[start]

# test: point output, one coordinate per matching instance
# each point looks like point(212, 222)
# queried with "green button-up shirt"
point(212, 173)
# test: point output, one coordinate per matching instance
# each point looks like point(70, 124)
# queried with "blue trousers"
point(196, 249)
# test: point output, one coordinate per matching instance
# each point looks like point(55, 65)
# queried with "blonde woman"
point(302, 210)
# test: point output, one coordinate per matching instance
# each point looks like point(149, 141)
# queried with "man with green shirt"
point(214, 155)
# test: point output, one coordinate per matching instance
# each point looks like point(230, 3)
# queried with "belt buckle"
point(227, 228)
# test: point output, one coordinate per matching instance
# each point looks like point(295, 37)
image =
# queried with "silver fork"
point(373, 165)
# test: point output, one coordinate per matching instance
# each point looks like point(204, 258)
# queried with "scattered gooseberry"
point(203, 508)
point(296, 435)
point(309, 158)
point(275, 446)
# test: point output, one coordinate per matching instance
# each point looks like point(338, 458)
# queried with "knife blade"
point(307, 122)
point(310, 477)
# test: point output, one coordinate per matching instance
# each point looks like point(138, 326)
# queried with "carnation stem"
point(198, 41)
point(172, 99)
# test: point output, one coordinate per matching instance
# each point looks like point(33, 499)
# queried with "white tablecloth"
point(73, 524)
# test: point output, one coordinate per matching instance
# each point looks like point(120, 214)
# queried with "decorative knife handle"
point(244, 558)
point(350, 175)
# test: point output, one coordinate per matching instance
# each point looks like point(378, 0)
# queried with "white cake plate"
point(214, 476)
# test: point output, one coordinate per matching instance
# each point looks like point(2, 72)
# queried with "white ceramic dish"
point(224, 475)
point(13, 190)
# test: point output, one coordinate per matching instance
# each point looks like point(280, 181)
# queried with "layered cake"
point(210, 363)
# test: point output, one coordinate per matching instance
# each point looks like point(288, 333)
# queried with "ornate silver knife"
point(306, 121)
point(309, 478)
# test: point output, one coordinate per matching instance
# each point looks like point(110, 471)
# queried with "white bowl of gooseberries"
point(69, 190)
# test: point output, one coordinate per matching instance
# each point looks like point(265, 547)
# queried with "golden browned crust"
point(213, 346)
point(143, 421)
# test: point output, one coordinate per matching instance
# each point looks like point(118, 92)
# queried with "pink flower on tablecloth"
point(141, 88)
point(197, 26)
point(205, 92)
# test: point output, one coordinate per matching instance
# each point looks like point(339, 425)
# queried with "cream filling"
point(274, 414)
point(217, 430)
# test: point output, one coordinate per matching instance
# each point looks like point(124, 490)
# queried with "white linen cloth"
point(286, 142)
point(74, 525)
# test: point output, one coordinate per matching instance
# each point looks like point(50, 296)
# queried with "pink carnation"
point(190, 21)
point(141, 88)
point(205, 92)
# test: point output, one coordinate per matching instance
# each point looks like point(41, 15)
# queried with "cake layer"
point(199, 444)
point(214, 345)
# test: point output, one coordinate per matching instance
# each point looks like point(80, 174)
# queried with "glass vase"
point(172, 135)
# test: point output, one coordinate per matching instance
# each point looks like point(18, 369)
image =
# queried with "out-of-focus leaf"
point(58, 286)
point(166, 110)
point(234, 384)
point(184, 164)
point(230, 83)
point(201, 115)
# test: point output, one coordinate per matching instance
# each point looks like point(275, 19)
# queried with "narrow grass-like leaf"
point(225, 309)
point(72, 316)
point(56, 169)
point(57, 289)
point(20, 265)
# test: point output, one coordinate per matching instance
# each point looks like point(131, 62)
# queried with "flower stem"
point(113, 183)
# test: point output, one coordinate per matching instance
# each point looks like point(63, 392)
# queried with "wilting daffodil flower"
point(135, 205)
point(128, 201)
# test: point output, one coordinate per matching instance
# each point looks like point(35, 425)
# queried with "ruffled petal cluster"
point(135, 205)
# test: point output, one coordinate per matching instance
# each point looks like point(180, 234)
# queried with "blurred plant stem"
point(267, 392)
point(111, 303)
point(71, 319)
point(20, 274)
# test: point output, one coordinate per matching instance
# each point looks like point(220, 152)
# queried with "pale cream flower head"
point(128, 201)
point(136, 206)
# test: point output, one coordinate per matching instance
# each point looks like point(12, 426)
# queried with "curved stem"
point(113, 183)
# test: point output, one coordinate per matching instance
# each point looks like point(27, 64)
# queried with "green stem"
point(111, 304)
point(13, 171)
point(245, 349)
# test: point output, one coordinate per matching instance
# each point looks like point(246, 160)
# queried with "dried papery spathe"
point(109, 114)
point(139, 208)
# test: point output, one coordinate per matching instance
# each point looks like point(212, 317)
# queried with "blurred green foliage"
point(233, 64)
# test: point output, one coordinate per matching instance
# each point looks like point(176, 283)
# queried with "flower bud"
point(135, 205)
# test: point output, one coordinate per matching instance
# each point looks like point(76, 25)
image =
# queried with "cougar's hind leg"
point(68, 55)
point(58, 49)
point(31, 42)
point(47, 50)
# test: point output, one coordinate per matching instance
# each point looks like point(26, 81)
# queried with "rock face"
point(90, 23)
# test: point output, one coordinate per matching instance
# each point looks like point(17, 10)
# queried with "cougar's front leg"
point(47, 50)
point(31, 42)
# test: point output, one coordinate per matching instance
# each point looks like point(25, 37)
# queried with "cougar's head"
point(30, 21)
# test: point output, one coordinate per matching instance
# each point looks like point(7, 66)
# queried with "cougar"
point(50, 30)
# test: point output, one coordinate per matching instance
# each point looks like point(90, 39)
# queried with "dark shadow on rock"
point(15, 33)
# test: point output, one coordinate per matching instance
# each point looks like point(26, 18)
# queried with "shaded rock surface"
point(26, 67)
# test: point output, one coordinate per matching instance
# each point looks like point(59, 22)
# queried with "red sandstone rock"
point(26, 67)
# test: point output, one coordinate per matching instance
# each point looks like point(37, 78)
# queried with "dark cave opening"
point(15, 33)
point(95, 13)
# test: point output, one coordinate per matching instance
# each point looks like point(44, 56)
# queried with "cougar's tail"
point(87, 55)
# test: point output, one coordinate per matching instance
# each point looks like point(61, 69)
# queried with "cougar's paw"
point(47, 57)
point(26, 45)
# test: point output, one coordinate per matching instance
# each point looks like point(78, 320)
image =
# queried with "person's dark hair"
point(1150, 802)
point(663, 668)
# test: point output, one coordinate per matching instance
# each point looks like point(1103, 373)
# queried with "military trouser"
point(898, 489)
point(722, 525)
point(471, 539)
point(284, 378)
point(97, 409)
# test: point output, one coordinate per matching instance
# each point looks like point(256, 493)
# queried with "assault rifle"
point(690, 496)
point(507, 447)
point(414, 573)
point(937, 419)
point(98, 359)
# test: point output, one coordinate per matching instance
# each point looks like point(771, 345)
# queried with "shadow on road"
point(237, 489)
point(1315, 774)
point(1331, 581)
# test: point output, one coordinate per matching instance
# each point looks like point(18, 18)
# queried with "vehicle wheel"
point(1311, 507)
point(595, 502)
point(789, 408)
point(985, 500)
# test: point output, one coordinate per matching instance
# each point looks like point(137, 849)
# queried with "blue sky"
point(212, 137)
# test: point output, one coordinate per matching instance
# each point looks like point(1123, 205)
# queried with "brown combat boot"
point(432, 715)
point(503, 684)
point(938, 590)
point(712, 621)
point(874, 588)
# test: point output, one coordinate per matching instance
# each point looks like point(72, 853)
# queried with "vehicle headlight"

[end]

- [Task details]: Rewrite all of the rows, replacing "queried with" with "searched for" and changing nothing else.

- [Reply to the task]:
# test: point output, one coordinate per matching instance
# each point looks like point(212, 222)
# searched for "green button-up shirt"
point(212, 173)
# test: point output, one coordinate per matching instance
# each point looks like point(70, 124)
# searched for "blue trousers"
point(196, 249)
# test: point output, one coordinate per matching instance
# each point looks like point(55, 65)
# searched for "blonde woman"
point(302, 210)
# test: point output, one coordinate per matching instance
# each point looks like point(149, 141)
# searched for "man with green shirt"
point(214, 155)
# test: point output, one coordinate per matching instance
# each point looks like point(230, 3)
# searched for "belt buckle"
point(227, 228)
# test: point output, one coordinate per matching instance
# each point looks like point(295, 37)
image =
# searched for "silver fork"
point(373, 165)
# test: point output, one coordinate per matching instance
# each point looks like point(204, 258)
# searched for "scattered gooseberry"
point(203, 508)
point(296, 435)
point(309, 158)
point(275, 446)
# test: point output, one coordinate per matching instance
# each point looks like point(338, 458)
# searched for "knife blade"
point(307, 122)
point(310, 477)
# test: point output, one coordinate per matching instance
# each point looks like point(138, 326)
# searched for "carnation stem"
point(198, 41)
point(172, 99)
# test: point output, one coordinate per matching instance
# each point looks like point(33, 499)
# searched for "white tablecloth"
point(73, 524)
# test: point output, one coordinate per matching instance
# each point looks like point(120, 214)
# searched for "decorative knife handle"
point(244, 558)
point(350, 175)
# test: point output, one coordinate per matching instance
# each point looks like point(378, 0)
# searched for "white cake plate"
point(214, 476)
# test: point output, one coordinate per matching instance
# each point looks like point(2, 72)
# searched for "white ceramic dish"
point(224, 475)
point(13, 190)
# test: point output, one coordinate per matching instance
# each point looks like point(280, 181)
# searched for "layered cake"
point(210, 363)
# test: point output, one coordinate per matching instance
# each point looks like point(288, 333)
# searched for "ornate silver knife"
point(306, 121)
point(309, 478)
# test: point output, one coordinate per matching instance
# each point looks like point(110, 471)
# searched for "white bowl of gooseberries"
point(69, 190)
# test: point output, one coordinate per matching instance
# each point looks like point(265, 547)
# searched for "golden browned crust"
point(213, 346)
point(143, 421)
# test: point output, one coordinate per matching instance
# each point looks like point(118, 92)
# searched for "pink flower on tablecloth"
point(141, 88)
point(197, 26)
point(205, 92)
# test: point output, one coordinate per matching instance
# each point looks like point(339, 425)
# searched for "cream filling"
point(274, 414)
point(217, 430)
# test: point output, one coordinate per matching instance
# each point looks like point(124, 490)
# searched for "white linen cloth"
point(286, 142)
point(74, 525)
# test: point output, one coordinate per matching instance
# each point looks like point(50, 296)
# searched for "pink carnation"
point(190, 21)
point(141, 88)
point(205, 92)
# test: point output, one coordinate per matching instance
# each point looks like point(41, 15)
# searched for "cake layer"
point(199, 444)
point(214, 345)
# test: point output, one coordinate per matching instance
# each point looks like point(80, 174)
# searched for "glass vase"
point(172, 135)
# test: point output, one coordinate per matching instance
# each point looks like point(18, 369)
image =
# searched for "out-of-focus leaf"
point(58, 286)
point(166, 110)
point(234, 384)
point(184, 164)
point(230, 83)
point(201, 115)
# test: point output, one coordinate per matching instance
# each point looks like point(275, 19)
# searched for "narrow grass-like leaf"
point(225, 309)
point(72, 316)
point(56, 169)
point(57, 289)
point(20, 265)
# test: point output, one coordinate per matching instance
# each point looks like point(131, 62)
# searched for "flower stem"
point(113, 183)
# test: point output, one coordinate per matching instance
# each point looks like point(63, 392)
# searched for "wilting daffodil flower"
point(135, 205)
point(128, 201)
# test: point output, one coordinate per matching instance
# each point looks like point(35, 425)
# searched for "ruffled petal cluster"
point(135, 205)
# test: point output, one coordinate per matching instance
# each point looks like point(180, 234)
# searched for "blurred plant stem"
point(267, 392)
point(111, 303)
point(71, 319)
point(20, 274)
# test: point output, one coordinate per matching instance
# each point looks like point(220, 152)
# searched for "pale cream flower head"
point(128, 201)
point(136, 206)
# test: point output, one coordinate per matching instance
# each point looks like point(12, 426)
# searched for "curved stem"
point(113, 183)
# test: point output, one coordinate per matching instance
# each point looks like point(27, 64)
# searched for "green stem"
point(111, 304)
point(13, 171)
point(245, 349)
# test: point output, one coordinate per matching instance
# each point looks like point(246, 160)
# searched for "dried papery spathe"
point(109, 114)
point(139, 208)
# test: point output, one coordinate per matching instance
# each point looks like point(212, 317)
# searched for "blurred green foliage"
point(233, 64)
# test: point output, one coordinate per matching instance
# each point looks like point(176, 283)
# searched for "flower bud"
point(135, 205)
# test: point output, one coordinate per matching instance
# each point looks like point(76, 25)
image =
# searched for "cougar's hind leg"
point(68, 55)
point(58, 49)
point(31, 42)
point(47, 50)
# test: point output, one coordinate per matching instance
# each point looks like point(26, 81)
# searched for "rock face"
point(90, 23)
# test: point output, one coordinate per matching instance
# each point looks like point(17, 10)
# searched for "cougar's front leg"
point(47, 50)
point(31, 42)
# test: point output, one coordinate per matching instance
# each point looks like point(25, 37)
# searched for "cougar's head"
point(30, 21)
# test: point output, one coordinate per matching instance
# each point looks like point(7, 66)
# searched for "cougar"
point(50, 30)
# test: point output, one coordinate per matching instance
# each point looks like point(90, 39)
# searched for "dark shadow on rock"
point(15, 33)
# test: point output, one coordinate per matching instance
# each point looks like point(26, 18)
# searched for "shaded rock surface"
point(26, 67)
# test: point output, one coordinate per matching instance
# each point looks like point(59, 22)
# searched for "red sandstone rock"
point(26, 67)
# test: point output, one coordinate per matching instance
# each point looks like point(37, 78)
# searched for "dark cave opening"
point(15, 33)
point(95, 13)
# test: point output, one coordinate per matching instance
# each point looks like point(44, 56)
# searched for "cougar's tail"
point(87, 55)
# test: point output, one coordinate per matching instance
# each point looks like point(61, 69)
# searched for "cougar's paw"
point(47, 57)
point(26, 45)
# test: point output, one coordinate per matching instance
# each point looks like point(78, 320)
image =
# searched for "person's dark hair"
point(1150, 802)
point(663, 668)
# test: point output, one coordinate per matching instance
# each point looks like point(1103, 373)
# searched for "military trouser"
point(898, 489)
point(722, 525)
point(471, 539)
point(284, 378)
point(97, 409)
# test: point output, one coordinate per matching instance
# each point looks like point(256, 493)
# searched for "assault rifle"
point(690, 496)
point(507, 447)
point(414, 573)
point(937, 419)
point(98, 359)
# test: point output, one coordinate per matching instance
# each point looks like point(771, 345)
# searched for "shadow on road"
point(237, 489)
point(1315, 774)
point(1331, 581)
# test: point output, one coordinate per matching instance
# each point looks like point(18, 18)
# searched for "vehicle wheel"
point(1311, 507)
point(595, 502)
point(789, 408)
point(985, 500)
# test: point output, one coordinate per matching instance
# each point looks like point(137, 849)
# searched for "blue sky"
point(212, 137)
# test: point output, one coordinate per matching instance
# each point looks like point(1123, 205)
# searched for "brown combat boot"
point(432, 715)
point(503, 684)
point(938, 590)
point(712, 621)
point(874, 588)
# test: point output, one coordinate per matching instance
# each point looks like point(72, 853)
# searched for "vehicle headlight"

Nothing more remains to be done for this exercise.